Passage shown: Begin
Urhurgh. I’ve been dragged backwards through five kinds of hell this week and I’m not really feeling the whole blogging thing, so this seemed like an opportune moment to get a couple more of the old reviews from my earlier book blog(s) out of my drafts folder. I’m not going to sugarcoat this. Mistakes were made. I wish I could say it’s been long enough that I don’t even remember what the books were about, but that’s not how my brain works.

Obvious obligatory warning: There are spoilers.

Theme of the week: Books I wish to toss into a volcano.


Isolde, Queen of the Western Isle
Rosalind Miles

I first read this in 2008 and found it tolerable but unremarkable. I’m a sucker for pretty covers, though, so I thought I’d try it again in 2017.

It was awful.
Passage shown: End
Records provided: Begin
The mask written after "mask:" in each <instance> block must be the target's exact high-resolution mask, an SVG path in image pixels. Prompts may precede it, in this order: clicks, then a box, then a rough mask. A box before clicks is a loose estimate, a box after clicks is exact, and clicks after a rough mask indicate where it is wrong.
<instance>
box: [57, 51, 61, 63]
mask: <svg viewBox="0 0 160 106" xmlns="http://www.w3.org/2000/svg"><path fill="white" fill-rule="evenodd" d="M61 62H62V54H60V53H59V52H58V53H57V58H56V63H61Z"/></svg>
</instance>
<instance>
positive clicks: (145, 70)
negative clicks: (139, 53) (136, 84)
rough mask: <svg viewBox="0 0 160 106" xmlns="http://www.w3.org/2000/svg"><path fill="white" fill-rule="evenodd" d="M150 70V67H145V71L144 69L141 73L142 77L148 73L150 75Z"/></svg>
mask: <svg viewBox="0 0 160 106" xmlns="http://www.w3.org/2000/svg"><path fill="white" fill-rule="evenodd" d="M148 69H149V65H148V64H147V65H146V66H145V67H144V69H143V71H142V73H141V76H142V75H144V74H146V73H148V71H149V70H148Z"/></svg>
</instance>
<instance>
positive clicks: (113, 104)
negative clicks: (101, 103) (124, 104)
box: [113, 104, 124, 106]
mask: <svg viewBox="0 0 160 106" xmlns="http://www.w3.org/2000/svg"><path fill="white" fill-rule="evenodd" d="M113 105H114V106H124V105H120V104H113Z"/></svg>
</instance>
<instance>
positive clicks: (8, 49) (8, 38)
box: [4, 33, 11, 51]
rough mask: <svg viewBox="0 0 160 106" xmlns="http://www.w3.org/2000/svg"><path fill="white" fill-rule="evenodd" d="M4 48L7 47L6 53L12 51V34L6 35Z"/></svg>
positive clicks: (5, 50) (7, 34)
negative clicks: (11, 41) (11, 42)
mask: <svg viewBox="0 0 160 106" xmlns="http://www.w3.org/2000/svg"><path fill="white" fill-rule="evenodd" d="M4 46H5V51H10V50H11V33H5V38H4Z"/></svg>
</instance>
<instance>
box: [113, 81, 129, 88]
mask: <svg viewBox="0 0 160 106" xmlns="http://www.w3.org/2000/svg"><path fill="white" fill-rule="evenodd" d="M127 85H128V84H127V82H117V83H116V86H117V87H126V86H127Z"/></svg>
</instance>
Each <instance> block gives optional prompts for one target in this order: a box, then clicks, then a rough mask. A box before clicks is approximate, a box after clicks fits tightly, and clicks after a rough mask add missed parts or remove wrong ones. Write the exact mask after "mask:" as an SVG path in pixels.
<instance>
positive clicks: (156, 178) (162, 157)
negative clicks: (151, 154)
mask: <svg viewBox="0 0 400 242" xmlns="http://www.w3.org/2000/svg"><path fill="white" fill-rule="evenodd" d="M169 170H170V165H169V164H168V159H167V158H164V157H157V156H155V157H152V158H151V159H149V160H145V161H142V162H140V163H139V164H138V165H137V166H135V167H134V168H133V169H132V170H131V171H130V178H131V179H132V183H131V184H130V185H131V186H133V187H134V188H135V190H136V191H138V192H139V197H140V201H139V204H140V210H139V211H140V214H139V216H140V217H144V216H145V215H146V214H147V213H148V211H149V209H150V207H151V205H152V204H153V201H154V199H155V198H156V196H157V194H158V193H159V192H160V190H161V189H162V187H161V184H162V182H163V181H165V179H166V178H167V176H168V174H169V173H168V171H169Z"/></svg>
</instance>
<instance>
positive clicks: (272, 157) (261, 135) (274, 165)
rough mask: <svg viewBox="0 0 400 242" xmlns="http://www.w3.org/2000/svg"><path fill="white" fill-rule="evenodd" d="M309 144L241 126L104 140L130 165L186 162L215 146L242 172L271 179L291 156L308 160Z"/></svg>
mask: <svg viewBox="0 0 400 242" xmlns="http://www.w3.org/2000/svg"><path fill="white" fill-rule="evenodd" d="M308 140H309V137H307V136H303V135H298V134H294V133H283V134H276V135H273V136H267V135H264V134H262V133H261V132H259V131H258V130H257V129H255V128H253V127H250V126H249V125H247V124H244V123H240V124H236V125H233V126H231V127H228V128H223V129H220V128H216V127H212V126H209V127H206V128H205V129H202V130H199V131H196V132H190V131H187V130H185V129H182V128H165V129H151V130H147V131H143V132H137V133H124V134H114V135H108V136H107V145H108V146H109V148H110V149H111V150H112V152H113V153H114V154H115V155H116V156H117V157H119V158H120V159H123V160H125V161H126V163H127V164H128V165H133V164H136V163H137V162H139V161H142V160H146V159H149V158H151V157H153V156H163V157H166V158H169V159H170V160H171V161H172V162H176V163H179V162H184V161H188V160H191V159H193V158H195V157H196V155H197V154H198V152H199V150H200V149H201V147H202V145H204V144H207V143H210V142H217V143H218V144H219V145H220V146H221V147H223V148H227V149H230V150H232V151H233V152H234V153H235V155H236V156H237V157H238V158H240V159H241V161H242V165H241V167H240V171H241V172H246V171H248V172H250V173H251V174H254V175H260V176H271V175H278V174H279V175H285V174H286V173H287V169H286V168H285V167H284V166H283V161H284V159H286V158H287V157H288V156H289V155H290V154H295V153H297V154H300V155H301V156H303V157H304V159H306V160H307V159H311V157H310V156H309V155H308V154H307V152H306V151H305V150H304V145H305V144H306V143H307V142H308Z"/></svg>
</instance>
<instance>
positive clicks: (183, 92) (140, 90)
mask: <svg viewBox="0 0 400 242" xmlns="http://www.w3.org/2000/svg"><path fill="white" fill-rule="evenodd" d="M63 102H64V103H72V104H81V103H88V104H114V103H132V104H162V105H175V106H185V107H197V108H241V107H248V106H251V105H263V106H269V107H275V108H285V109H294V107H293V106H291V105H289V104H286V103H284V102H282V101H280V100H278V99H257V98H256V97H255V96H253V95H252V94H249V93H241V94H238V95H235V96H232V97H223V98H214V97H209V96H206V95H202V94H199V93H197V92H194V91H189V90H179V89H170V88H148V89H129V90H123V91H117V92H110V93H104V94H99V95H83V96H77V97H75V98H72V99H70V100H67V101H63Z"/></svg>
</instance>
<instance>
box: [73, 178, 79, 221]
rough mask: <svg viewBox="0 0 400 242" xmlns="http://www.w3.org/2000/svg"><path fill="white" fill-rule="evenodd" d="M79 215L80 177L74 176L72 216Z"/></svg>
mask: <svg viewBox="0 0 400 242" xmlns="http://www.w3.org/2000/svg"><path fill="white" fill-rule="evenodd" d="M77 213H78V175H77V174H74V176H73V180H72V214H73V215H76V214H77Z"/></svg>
Records provided: End
■ Task item A
Answer these about the blog post above the records:
(i) What theme of the week does it give?
(ii) Who is listed as the author of Isolde, Queen of the Western Isle?
(iii) In what year did the writer first read that book?
■ Task item B
Quote the blog post word for word, starting with "I first read" and going on through "It was awful.".

■ Answer A
(i) Books I wish to toss into a volcano.
(ii) Rosalind Miles.
(iii) 2008.

■ Answer B
I first read this in 2008 and found it tolerable but unremarkable. I’m a sucker for pretty covers, though, so I thought I’d try it again in 2017.

It was awful.